#### [TASK STATEMENT]
All entries are to be transcribed exactly. Pictures are not part of the copy.

++++ DATA SHOWN ++++

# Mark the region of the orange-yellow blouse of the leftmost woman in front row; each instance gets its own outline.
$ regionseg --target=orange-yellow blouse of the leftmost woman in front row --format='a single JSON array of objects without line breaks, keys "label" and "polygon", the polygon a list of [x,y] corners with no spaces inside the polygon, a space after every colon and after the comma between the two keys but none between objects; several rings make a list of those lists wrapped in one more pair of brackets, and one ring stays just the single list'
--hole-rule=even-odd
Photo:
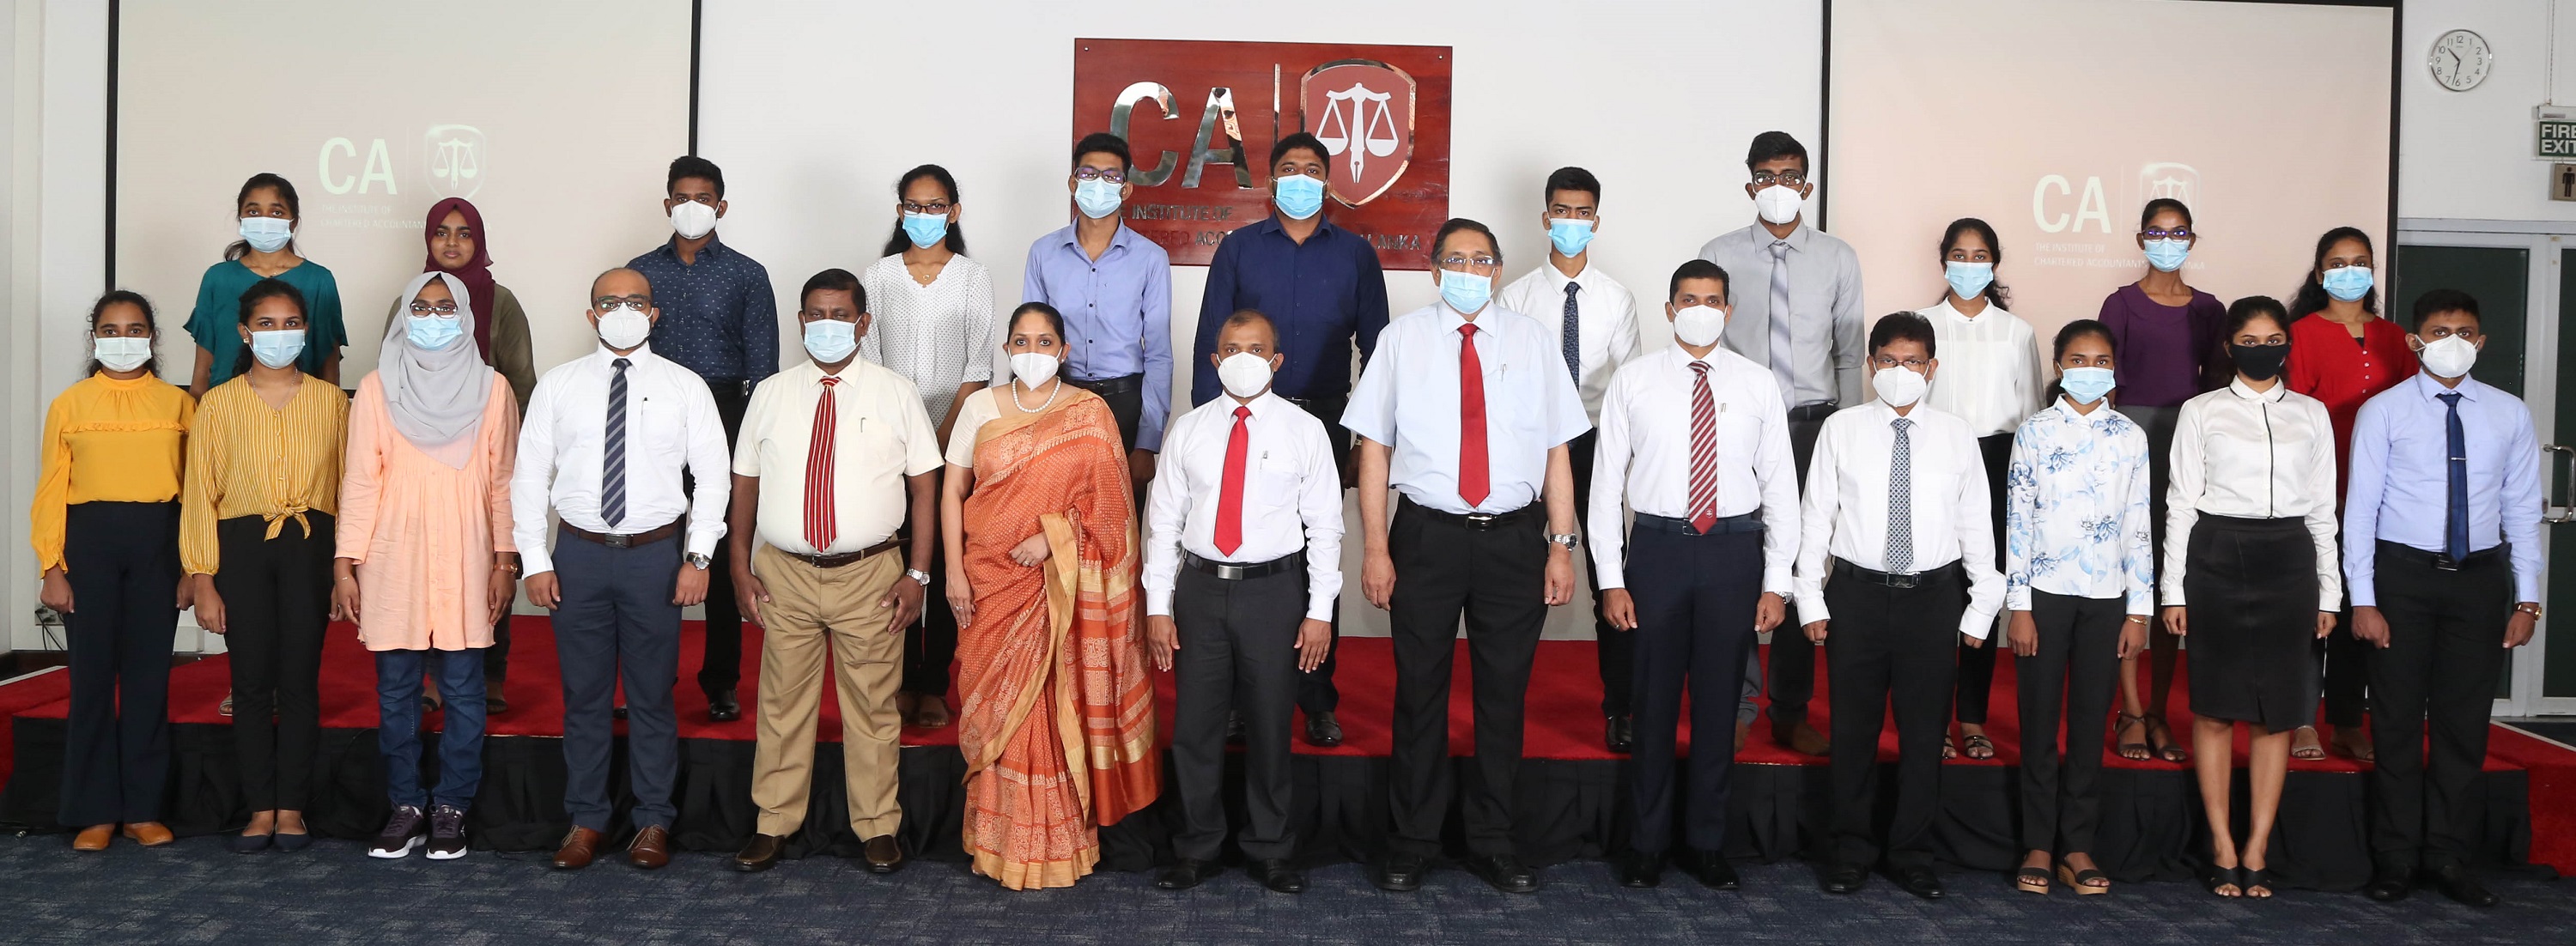
[{"label": "orange-yellow blouse of the leftmost woman in front row", "polygon": [[44,412],[28,541],[36,570],[62,567],[62,521],[75,503],[170,503],[196,400],[157,376],[90,374]]}]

++++

#### [WRITTEN RESPONSE]
# Mark the region of the orange-yellow blouse of the leftmost woman in front row; each instance gets its own outline.
$ regionseg --target=orange-yellow blouse of the leftmost woman in front row --format='a single JSON array of objects without line breaks, keys "label" and "polygon", the polygon a list of [x,y] corners with no spaces inside the polygon, a space after every colon and after the comma between the two keys but none between objects; several rings make a list of those lists wrapped in one more pair of brackets, and one ring stays just the single list'
--hole-rule=even-odd
Photo:
[{"label": "orange-yellow blouse of the leftmost woman in front row", "polygon": [[44,412],[28,541],[36,570],[62,567],[62,521],[75,503],[170,503],[196,400],[157,376],[90,374]]}]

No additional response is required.